### [PROVIDED PASSAGE]

Reverse Proxy in Go
TL;DR
The final code can be found here: https://github.com/creack/goproxy
Goal
In this article, we are going to dive into the standard library's Reverse Proxy and see how to use it as a load balancer with persistent connections that doesn't lose any requests!
Here is our example setup:
- Service One - version 1 running on
http://localhost:9091/
andhttp://localhost:9092/
- Reverse Proxy on
http://localhost:9090/< service name>/< service version>/
When calling http://localhost:9090/serviceone/v1/
, we want the proxy to balance between
http://localhost:9091/
and http://localhost:9092/
without loosing any request if one of the hosts goes down.
Standard Library Example
Let’s start with the doc: http://godoc.org/net/http/httputil#ReverseProxy.
We can see that the ReverseProxy
structure has the ServerHTTP
method, which means that we can use it as HTTP router directly with http.ListenAndServe
.
There is also NewSingleHostReverseProxy
, which sound great: we have an example on how to instantiate a ReverseProxy
that works with a single host! So let’s see what it looks like:
// NewSingleHostReverseProxy returns a new ReverseProxy that rewrites
// URLs to the scheme, host, and base path provided in target. If the
// target's path is "/base" and the incoming request was for "/dir",
// the target request will be for /base/dir.

### [REQUIREMENT A]
In the Go reverse proxy article's example setup, what address does the reverse proxy itself run on?
### [REQUIREMENT B]
Output everything in the Go reverse proxy article from "Here is our" down to "hosts goes down.".
### [REQUIREMENT C]
Pick up the Go reverse proxy article from its last line and continue writing it.

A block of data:
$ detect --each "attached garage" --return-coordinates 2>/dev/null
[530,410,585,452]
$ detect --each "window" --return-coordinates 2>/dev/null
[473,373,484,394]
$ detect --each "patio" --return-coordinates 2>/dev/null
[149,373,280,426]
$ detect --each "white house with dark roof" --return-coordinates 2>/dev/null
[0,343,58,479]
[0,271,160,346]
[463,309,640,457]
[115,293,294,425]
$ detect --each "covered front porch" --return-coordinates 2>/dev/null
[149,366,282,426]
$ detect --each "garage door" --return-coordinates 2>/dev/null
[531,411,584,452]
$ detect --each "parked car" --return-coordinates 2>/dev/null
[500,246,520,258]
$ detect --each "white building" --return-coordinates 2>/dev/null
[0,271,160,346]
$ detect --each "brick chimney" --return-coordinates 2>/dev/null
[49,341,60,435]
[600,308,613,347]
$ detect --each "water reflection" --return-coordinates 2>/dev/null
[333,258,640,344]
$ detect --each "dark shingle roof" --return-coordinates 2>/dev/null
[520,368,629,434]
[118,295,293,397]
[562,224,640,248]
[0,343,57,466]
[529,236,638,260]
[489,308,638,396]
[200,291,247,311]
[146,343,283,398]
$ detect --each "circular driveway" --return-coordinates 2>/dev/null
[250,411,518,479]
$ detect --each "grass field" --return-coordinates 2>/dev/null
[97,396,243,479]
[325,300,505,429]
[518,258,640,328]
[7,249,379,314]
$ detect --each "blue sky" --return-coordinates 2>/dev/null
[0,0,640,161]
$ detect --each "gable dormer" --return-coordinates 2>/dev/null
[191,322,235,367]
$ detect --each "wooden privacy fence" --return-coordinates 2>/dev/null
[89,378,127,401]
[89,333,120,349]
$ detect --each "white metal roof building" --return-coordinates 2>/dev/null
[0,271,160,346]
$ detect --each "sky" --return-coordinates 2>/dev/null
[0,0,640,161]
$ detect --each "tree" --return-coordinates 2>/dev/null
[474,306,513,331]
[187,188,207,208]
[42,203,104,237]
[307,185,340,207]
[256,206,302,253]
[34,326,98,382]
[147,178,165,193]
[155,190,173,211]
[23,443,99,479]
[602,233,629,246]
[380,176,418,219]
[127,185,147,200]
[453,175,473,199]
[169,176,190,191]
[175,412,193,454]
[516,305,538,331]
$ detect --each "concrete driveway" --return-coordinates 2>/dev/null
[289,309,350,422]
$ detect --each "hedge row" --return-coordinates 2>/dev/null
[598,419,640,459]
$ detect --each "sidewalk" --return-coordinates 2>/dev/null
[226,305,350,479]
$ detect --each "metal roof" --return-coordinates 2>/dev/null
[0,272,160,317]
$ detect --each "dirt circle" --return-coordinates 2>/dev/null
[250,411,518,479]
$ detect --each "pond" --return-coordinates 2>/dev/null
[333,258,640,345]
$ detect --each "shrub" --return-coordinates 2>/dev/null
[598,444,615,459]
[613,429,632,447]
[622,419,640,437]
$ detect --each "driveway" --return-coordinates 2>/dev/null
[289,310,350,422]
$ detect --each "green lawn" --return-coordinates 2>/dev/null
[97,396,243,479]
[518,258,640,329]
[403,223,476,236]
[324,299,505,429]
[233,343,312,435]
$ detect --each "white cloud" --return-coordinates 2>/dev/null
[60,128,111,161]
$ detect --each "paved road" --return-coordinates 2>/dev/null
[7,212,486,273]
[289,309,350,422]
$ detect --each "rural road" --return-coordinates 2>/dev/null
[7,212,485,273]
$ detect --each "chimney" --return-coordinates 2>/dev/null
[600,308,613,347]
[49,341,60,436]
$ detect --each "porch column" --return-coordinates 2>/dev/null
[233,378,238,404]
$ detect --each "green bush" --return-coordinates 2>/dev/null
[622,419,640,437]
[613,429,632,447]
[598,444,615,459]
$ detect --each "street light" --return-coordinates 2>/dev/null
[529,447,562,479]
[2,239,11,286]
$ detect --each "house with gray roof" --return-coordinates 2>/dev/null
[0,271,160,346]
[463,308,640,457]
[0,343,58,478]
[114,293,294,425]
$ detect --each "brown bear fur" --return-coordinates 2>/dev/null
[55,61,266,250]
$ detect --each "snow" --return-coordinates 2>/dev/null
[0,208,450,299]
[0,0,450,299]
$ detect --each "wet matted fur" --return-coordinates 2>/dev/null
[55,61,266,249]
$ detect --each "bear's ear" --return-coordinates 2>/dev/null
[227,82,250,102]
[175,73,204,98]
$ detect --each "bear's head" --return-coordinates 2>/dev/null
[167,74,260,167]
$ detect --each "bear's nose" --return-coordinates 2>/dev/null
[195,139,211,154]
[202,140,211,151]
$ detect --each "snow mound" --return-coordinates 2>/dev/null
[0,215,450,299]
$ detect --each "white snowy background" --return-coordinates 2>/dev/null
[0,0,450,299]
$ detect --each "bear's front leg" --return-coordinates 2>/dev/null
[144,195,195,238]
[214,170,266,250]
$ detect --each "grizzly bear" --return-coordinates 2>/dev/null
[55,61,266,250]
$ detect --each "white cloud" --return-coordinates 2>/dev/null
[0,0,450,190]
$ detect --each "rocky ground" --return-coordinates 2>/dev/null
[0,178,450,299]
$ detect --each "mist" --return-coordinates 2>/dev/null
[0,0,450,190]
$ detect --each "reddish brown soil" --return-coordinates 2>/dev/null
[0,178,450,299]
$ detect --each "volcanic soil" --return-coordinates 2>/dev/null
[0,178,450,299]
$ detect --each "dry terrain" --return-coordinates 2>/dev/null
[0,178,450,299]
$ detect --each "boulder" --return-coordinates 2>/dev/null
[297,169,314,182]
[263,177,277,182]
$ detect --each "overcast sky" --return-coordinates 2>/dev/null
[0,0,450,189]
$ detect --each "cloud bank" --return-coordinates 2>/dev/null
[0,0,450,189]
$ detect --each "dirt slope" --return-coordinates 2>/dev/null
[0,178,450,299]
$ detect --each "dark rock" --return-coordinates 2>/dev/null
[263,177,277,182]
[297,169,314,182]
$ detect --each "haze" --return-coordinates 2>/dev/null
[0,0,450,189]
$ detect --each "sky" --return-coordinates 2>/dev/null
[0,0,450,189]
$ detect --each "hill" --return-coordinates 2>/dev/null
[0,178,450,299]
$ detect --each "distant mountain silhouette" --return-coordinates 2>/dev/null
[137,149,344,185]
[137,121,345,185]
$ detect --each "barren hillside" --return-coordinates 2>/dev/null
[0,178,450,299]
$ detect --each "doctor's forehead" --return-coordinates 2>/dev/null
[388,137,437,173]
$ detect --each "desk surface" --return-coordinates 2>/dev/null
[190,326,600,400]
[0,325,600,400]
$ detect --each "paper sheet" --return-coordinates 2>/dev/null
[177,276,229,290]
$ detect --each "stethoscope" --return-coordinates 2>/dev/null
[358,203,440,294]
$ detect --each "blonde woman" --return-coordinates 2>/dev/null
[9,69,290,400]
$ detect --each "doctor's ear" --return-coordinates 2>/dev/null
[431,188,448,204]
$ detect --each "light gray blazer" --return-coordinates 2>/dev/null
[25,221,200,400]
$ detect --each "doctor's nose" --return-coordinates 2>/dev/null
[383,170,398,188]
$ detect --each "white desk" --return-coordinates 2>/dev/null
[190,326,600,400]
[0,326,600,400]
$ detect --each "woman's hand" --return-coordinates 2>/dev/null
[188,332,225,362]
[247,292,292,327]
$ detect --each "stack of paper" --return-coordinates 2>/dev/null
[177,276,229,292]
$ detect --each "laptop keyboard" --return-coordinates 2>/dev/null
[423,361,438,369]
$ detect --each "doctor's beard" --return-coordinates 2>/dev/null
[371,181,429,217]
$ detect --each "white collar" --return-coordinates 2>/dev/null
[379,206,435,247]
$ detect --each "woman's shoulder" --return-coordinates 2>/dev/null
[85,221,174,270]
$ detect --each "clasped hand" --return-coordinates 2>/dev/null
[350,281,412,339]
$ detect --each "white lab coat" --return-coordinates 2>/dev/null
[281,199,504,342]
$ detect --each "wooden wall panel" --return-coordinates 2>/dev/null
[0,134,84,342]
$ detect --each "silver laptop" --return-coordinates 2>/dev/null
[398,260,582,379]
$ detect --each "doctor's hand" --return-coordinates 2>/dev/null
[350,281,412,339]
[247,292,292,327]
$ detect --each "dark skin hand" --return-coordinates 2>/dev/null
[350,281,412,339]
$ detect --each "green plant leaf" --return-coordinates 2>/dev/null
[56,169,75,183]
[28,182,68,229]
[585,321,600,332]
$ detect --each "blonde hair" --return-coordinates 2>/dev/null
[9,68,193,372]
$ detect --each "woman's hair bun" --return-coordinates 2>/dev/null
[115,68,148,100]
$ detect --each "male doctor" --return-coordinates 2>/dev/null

### [REPLY A]
http://localhost:9090/

### [REPLY B]
Here is our example setup:
- Service One - version 1 running on
http://localhost:9091/
andhttp://localhost:9092/
- Reverse Proxy on
http://localhost:9090/< service name>/< service version>/
When calling http://localhost:9090/serviceone/v1/
, we want the proxy to balance between
http://localhost:9091/
and http://localhost:9092/
without loosing any request if one of the hosts goes down.

### [REPLY C]
func NewSingleHostReverseProxy(target *url.URL) *ReverseProxy {
targetQuery := target.RawQuery
director := func(req *http.Request) {
req.URL.Scheme = target.Scheme
req.URL.Host = target.Host
req.URL.Path = singleJoiningSlash(target.Path, req.URL.Path)
if targetQuery == "" || req.URL.RawQuery == "" {
req.URL.RawQuery = targetQuery + req.URL.RawQuery
} else {
req.URL.RawQuery = targetQuery + "&" + req.URL.RawQuery
}
}
return &ReverseProxy{Director: director}
}
The function takes a target as a parameter. This is going to be our target host URL.
Let’s skip the RawQuery
part, it is simply used to forward properly the query string arguments.
Then we have director
which we then give to the ReverseProxy
object. This is what defines the behavior of our reverse proxy.
That director function takes the destination query as a parameter and needs to update it with the expected parameter. First, we need to set the request’s URL, the important parts are the Scheme
and Host
. The Path
and RawQuery
are used to manipulate the HTTP route.
So let’s try!
First, let’s write a small http server which is going to be our target server:
package main
import (
"log"
"net/http"
"os"
"strconv"
)
func main() {
if len(os.Args) != 2 {
log.Fatalf("Usage: %s <port>", os.Args[0])
}
if _, err := strconv.Atoi(os.Args[1]); err != nil {
log.Fatalf("Invalid port: %s (%s)\n", os.Args[1], err)
}
http.HandleFunc("/", func(w http.ResponseWriter, req *http.Request) {
println("--->", os.Args[1], req.URL.String())
})
http.ListenAndServe(":"+os.Args[1], nil)
}
This small http server listens on the first command line argument port and when called, displays the port and the http request url.
Now, let’s write a small reverse proxy:
package main
import (
"net/http"
"net/http/httputil"
"net/url"
)
func main() {
proxy := httputil.NewSingleHostReverseProxy(&url.URL{
Scheme: "http",
Host: "localhost:9091",
})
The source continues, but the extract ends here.